EXERCISE INSTRUCTIONS: Find every line below that contains the word "green" and copy each one in full.

DATA SUPPLIED:
>> START

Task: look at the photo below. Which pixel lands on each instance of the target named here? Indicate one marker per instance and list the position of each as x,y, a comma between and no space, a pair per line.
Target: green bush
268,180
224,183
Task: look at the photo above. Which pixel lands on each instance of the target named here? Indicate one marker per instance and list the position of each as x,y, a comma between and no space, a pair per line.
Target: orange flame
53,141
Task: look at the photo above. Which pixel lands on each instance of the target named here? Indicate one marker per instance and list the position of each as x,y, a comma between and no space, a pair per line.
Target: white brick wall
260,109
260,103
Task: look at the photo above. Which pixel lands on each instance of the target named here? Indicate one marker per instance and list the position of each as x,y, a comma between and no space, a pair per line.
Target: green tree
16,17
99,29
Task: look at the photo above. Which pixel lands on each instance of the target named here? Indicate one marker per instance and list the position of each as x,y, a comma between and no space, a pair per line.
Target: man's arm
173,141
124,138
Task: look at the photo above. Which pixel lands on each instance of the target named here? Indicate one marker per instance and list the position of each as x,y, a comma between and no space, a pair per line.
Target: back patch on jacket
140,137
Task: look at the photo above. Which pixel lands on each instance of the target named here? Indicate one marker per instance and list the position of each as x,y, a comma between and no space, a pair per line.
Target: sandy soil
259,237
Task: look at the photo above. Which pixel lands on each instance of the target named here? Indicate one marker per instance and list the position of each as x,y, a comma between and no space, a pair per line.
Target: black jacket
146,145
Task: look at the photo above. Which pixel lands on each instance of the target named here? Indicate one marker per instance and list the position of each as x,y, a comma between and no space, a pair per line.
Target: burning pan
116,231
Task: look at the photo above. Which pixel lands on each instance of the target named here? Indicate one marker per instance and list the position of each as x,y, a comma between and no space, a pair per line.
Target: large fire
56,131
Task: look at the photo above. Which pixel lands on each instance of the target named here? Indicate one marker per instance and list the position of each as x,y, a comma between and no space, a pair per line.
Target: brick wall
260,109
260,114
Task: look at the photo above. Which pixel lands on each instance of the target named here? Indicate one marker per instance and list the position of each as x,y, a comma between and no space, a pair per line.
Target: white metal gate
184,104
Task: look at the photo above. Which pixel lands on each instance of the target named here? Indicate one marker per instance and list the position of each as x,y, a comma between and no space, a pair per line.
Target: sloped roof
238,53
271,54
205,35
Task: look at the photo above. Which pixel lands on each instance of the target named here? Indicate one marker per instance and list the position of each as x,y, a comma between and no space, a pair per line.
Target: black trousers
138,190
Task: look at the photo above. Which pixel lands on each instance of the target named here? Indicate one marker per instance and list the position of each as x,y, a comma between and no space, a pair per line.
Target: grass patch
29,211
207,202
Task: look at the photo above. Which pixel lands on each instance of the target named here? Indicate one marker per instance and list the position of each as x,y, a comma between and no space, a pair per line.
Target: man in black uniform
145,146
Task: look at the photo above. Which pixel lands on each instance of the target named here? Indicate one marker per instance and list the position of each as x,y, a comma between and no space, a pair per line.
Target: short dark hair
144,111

>> END
>> START

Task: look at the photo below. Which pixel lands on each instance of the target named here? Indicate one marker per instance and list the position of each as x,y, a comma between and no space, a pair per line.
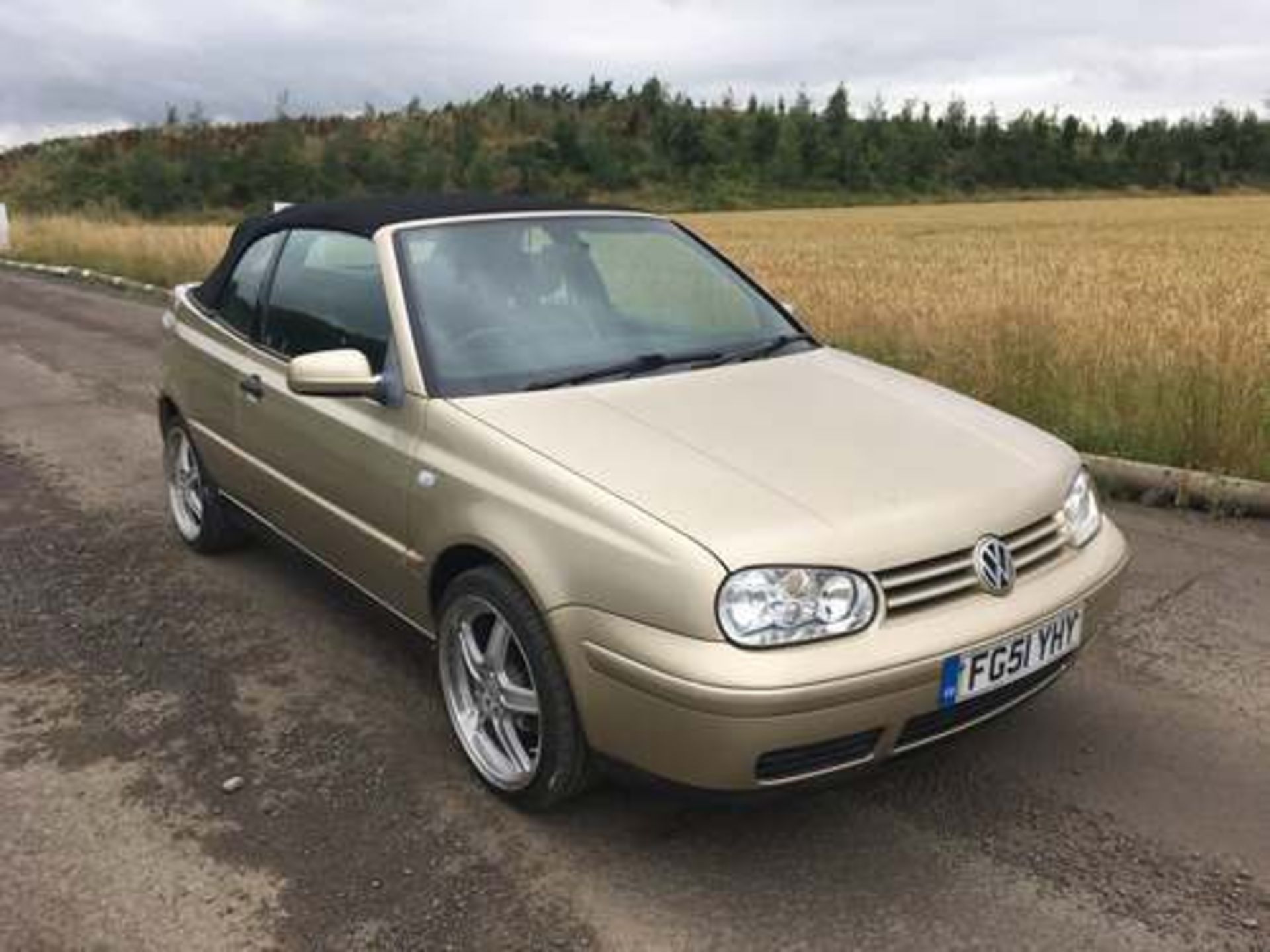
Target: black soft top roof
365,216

>> END
>> START

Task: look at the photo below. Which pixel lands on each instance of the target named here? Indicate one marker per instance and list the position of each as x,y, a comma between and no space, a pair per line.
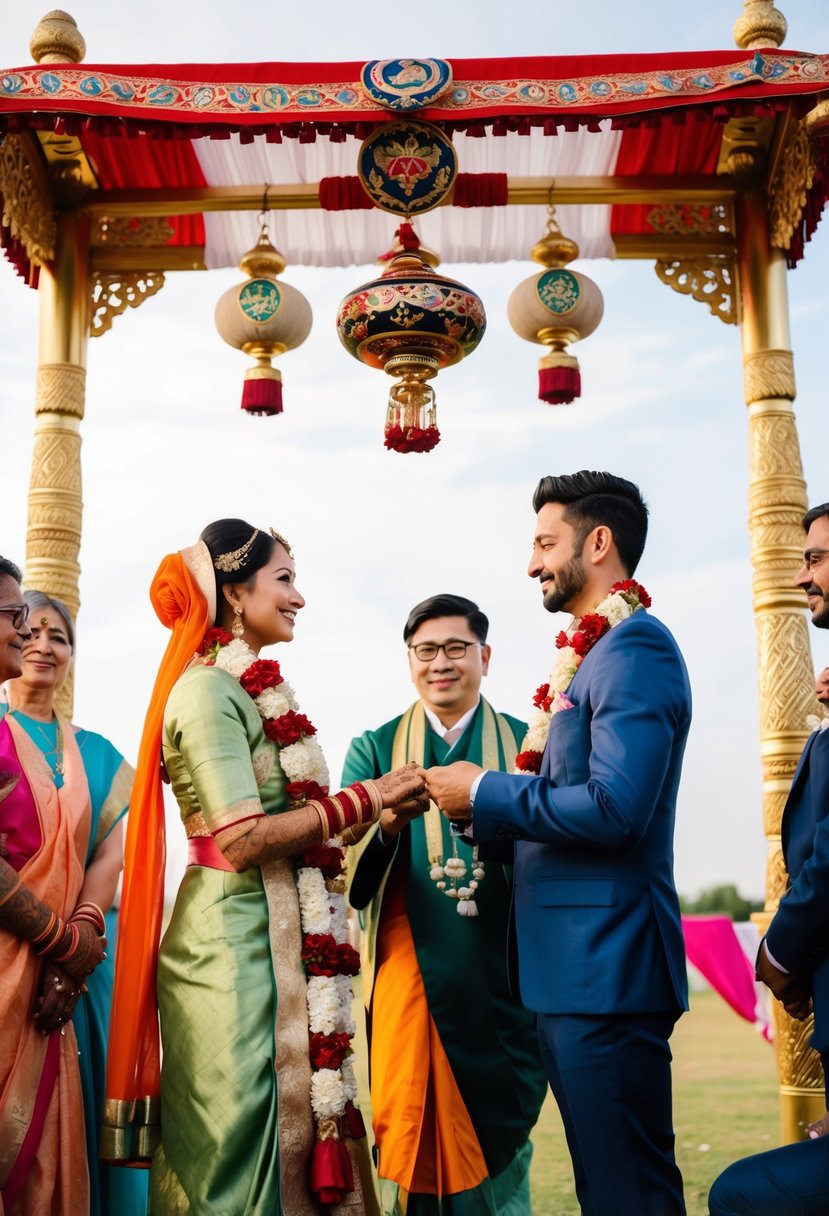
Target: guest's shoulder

>> END

WRITTEN SOLUTION:
Target: green bush
Target: green tree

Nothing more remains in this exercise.